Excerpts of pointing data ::

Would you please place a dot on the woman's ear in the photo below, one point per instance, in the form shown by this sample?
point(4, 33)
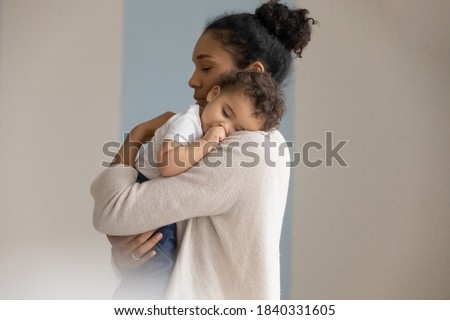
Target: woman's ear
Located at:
point(256, 66)
point(214, 92)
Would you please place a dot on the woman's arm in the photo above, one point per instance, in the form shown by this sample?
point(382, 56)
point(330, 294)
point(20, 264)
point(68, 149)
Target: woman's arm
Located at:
point(137, 137)
point(123, 207)
point(141, 244)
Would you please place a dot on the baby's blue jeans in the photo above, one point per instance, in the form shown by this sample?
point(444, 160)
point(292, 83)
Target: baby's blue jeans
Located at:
point(151, 279)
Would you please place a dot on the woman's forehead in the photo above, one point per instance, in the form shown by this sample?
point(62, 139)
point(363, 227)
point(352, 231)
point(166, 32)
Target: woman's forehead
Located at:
point(208, 47)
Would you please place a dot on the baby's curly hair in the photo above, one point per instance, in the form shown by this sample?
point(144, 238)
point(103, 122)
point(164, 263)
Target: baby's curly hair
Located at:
point(263, 91)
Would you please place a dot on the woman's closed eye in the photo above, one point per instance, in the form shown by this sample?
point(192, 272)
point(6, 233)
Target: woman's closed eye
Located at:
point(225, 114)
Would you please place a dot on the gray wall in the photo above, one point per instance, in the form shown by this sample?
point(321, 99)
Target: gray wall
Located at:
point(377, 73)
point(59, 102)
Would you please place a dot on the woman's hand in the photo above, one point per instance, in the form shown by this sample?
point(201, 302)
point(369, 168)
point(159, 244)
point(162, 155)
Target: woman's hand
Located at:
point(137, 137)
point(131, 252)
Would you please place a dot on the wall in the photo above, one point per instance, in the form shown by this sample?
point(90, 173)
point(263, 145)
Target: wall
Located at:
point(376, 74)
point(59, 102)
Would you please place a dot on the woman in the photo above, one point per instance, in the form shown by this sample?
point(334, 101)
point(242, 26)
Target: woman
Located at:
point(229, 224)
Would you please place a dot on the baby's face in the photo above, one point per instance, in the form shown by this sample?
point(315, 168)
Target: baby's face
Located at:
point(232, 110)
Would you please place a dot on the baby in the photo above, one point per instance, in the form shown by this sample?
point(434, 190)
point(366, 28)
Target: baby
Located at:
point(242, 100)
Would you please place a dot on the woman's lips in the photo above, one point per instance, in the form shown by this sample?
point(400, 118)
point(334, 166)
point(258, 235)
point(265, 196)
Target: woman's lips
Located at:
point(200, 102)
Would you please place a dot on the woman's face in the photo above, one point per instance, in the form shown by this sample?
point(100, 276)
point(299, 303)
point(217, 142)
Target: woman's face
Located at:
point(211, 61)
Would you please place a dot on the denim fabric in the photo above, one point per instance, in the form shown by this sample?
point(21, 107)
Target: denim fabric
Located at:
point(150, 280)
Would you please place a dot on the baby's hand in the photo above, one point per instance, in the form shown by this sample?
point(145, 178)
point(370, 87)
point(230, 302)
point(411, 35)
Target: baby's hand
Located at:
point(215, 134)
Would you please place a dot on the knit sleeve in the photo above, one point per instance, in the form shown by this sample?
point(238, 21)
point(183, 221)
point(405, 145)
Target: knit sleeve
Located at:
point(123, 207)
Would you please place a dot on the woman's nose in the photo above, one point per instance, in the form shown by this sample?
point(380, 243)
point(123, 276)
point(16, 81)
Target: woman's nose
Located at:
point(194, 81)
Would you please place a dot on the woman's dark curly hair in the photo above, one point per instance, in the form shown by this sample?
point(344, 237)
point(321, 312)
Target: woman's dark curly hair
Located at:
point(270, 36)
point(263, 91)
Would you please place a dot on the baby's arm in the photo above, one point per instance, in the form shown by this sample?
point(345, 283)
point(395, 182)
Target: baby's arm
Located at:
point(173, 158)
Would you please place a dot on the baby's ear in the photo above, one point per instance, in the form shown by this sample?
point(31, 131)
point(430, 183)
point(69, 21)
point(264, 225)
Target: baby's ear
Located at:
point(213, 93)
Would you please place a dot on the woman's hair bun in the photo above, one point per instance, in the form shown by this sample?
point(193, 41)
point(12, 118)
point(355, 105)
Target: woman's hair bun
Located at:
point(291, 26)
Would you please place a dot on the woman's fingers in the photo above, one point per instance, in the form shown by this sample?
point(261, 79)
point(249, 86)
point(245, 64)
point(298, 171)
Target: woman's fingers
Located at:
point(142, 245)
point(131, 252)
point(139, 250)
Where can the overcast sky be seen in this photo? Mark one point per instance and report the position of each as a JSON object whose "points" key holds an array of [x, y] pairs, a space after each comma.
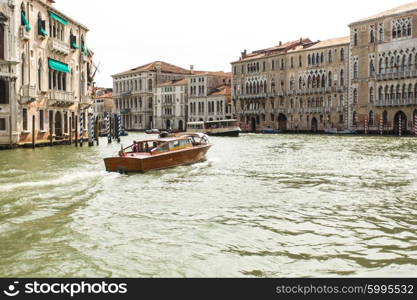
{"points": [[207, 34]]}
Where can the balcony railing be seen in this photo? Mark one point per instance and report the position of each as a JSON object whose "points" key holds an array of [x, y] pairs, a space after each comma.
{"points": [[61, 98], [59, 46], [396, 102], [28, 93]]}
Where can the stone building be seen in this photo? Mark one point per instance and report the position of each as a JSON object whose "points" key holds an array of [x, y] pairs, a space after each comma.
{"points": [[133, 92], [45, 76], [383, 89], [171, 105], [209, 96]]}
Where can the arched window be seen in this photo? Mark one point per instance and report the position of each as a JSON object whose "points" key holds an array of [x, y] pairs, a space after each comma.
{"points": [[40, 74], [371, 118], [354, 119], [385, 117], [371, 68], [355, 96], [371, 95], [4, 92], [355, 70], [22, 69]]}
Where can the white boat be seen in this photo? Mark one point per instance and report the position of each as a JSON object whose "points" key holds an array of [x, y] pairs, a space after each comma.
{"points": [[216, 128]]}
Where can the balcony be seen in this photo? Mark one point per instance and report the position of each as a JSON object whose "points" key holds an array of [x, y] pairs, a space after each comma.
{"points": [[23, 34], [125, 111], [59, 46], [396, 102], [28, 94], [395, 75], [61, 98], [340, 109]]}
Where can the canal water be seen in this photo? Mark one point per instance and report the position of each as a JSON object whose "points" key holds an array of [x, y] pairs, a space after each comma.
{"points": [[260, 206]]}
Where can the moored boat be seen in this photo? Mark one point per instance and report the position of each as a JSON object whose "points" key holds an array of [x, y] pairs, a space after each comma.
{"points": [[160, 153]]}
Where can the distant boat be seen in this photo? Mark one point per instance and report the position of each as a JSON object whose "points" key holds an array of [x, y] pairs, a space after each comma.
{"points": [[153, 131], [270, 131], [336, 131], [229, 128], [159, 153]]}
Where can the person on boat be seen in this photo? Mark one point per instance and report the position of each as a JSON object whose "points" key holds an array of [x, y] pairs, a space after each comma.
{"points": [[135, 147]]}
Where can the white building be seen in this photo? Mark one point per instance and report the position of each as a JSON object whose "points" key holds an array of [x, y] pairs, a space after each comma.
{"points": [[171, 105]]}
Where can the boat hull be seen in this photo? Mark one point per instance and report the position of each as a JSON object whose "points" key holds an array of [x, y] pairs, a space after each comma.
{"points": [[234, 133], [156, 162]]}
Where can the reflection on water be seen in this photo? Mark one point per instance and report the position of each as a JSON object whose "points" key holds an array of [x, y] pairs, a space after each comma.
{"points": [[274, 206]]}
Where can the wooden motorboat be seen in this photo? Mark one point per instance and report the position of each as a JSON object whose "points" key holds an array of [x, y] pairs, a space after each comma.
{"points": [[160, 153], [225, 128]]}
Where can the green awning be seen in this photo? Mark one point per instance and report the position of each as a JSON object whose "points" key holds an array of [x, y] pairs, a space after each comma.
{"points": [[58, 66], [58, 18], [25, 21]]}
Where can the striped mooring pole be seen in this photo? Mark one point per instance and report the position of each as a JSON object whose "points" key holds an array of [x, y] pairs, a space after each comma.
{"points": [[81, 128], [90, 130], [415, 124], [366, 125]]}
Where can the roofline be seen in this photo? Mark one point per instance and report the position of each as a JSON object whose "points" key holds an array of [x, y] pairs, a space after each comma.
{"points": [[382, 17], [51, 8]]}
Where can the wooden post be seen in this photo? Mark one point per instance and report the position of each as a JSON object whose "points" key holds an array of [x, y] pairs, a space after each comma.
{"points": [[33, 131], [76, 131], [51, 122], [70, 133], [11, 132]]}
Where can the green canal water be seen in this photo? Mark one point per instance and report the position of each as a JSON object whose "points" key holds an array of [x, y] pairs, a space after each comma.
{"points": [[260, 206]]}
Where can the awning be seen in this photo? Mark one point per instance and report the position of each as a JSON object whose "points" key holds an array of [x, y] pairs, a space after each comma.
{"points": [[58, 66], [25, 21], [58, 18]]}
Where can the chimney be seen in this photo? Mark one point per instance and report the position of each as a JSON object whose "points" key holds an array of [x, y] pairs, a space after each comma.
{"points": [[244, 53]]}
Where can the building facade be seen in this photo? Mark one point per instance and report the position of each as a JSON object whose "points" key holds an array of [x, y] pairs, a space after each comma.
{"points": [[51, 83], [134, 92], [209, 97], [171, 105], [383, 89]]}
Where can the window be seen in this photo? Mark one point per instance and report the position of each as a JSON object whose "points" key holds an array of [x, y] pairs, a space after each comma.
{"points": [[4, 92], [355, 96], [41, 120], [2, 124], [355, 70], [371, 95], [371, 118], [25, 119], [2, 42], [355, 39]]}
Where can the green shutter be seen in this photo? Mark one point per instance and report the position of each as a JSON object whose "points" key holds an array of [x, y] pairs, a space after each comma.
{"points": [[58, 66], [58, 18], [25, 21]]}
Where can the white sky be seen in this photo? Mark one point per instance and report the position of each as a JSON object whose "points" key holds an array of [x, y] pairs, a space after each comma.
{"points": [[207, 34]]}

TASK TO COMPLETE ::
Duplicate the lines of the listing from the line with "Would you please place a dot on the woman's forehead" up to and including the line with "point(225, 114)".

RESPONSE FOR THIS EXERCISE ::
Would you please place a dot on the woman's forehead in the photo above, one point per instance, in the form shown by this sample?
point(62, 139)
point(363, 227)
point(352, 231)
point(166, 32)
Target: woman's forehead
Located at:
point(208, 47)
Would you please place a dot on the baby's curly hair in the photo above, one point per instance, in the form shown by this sample?
point(144, 238)
point(103, 122)
point(164, 263)
Target: baby's curly hair
Located at:
point(263, 91)
Would you please place a dot on the woman's closed eye in the photo above, one point per instance, in the form shown by this sample?
point(192, 272)
point(6, 233)
Target: woman's closed eye
Located at:
point(225, 114)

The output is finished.